● Supplied entries:

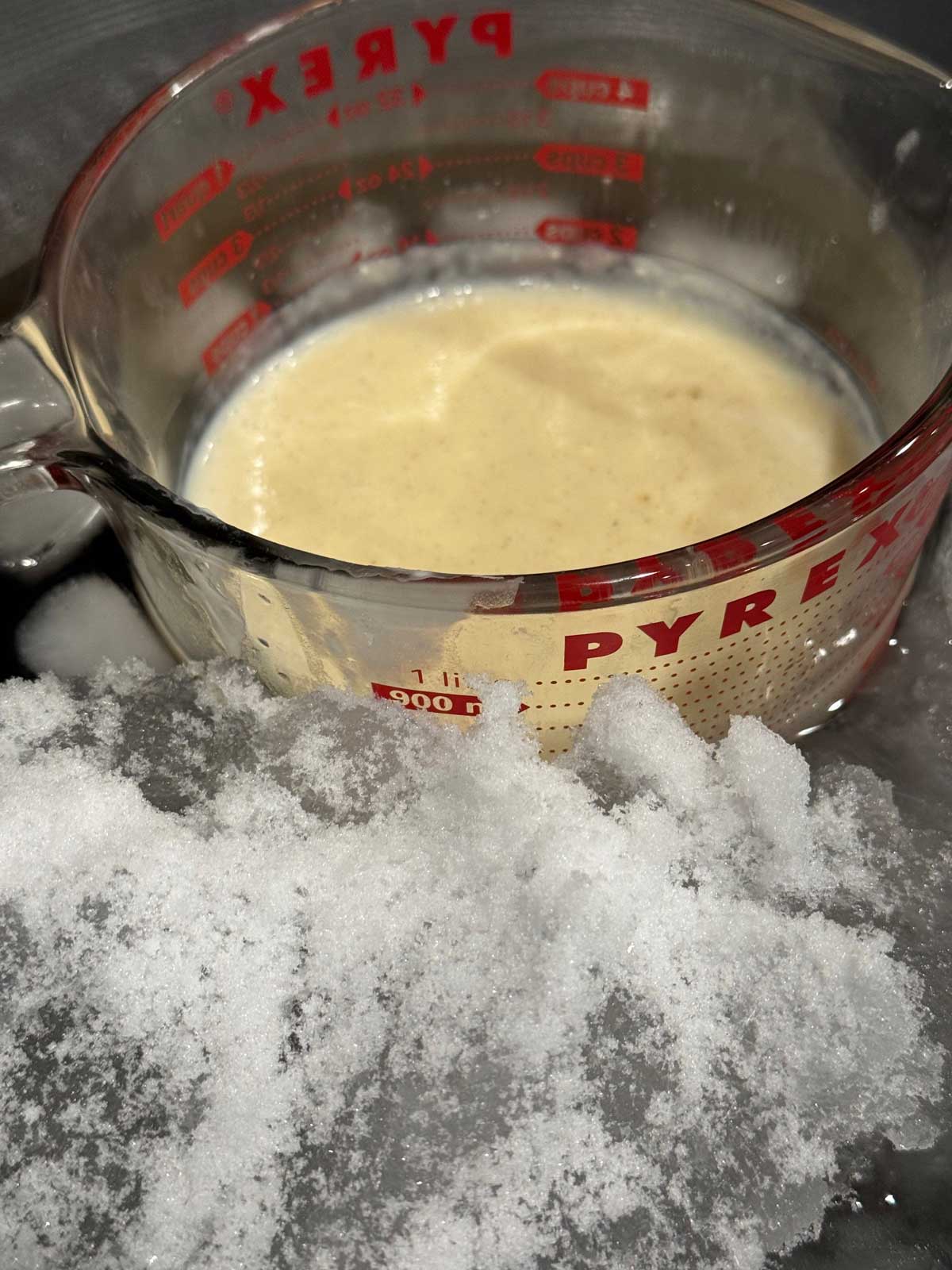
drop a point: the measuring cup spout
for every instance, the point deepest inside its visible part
(40, 419)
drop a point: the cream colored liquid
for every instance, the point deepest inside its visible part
(520, 429)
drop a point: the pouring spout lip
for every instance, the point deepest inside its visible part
(909, 451)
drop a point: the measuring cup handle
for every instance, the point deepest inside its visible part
(38, 419)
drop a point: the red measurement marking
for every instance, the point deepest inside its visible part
(590, 162)
(228, 341)
(556, 229)
(408, 169)
(213, 266)
(387, 99)
(192, 197)
(433, 702)
(560, 86)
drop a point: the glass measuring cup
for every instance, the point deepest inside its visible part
(772, 145)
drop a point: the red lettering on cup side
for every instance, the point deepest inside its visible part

● Instructions for the task: Reproduce only those lines of the entries above that run from the line with "drop a point: the cream colored liquid" to the final line.

● Written solution:
drop a point: the cream colored liquid
for every instance, the point deepest inside its visible part
(520, 429)
drop a point: the pouring spout lip
for every instance, the point deepest inside its visible part
(909, 451)
drop a point: the measuring cup handle
for every instance, the point deepest inside its visible part
(38, 419)
drop a point: the red measurement marking
for every instance, the point deepest inside its visible part
(590, 162)
(228, 341)
(556, 229)
(408, 169)
(213, 266)
(387, 99)
(192, 197)
(433, 702)
(560, 86)
drop a point: the glass measuring cup
for every instance, the point deepest inside its visible part
(772, 145)
drop a point: the red lettering on cup side
for every instance, the point deepest inside its visible part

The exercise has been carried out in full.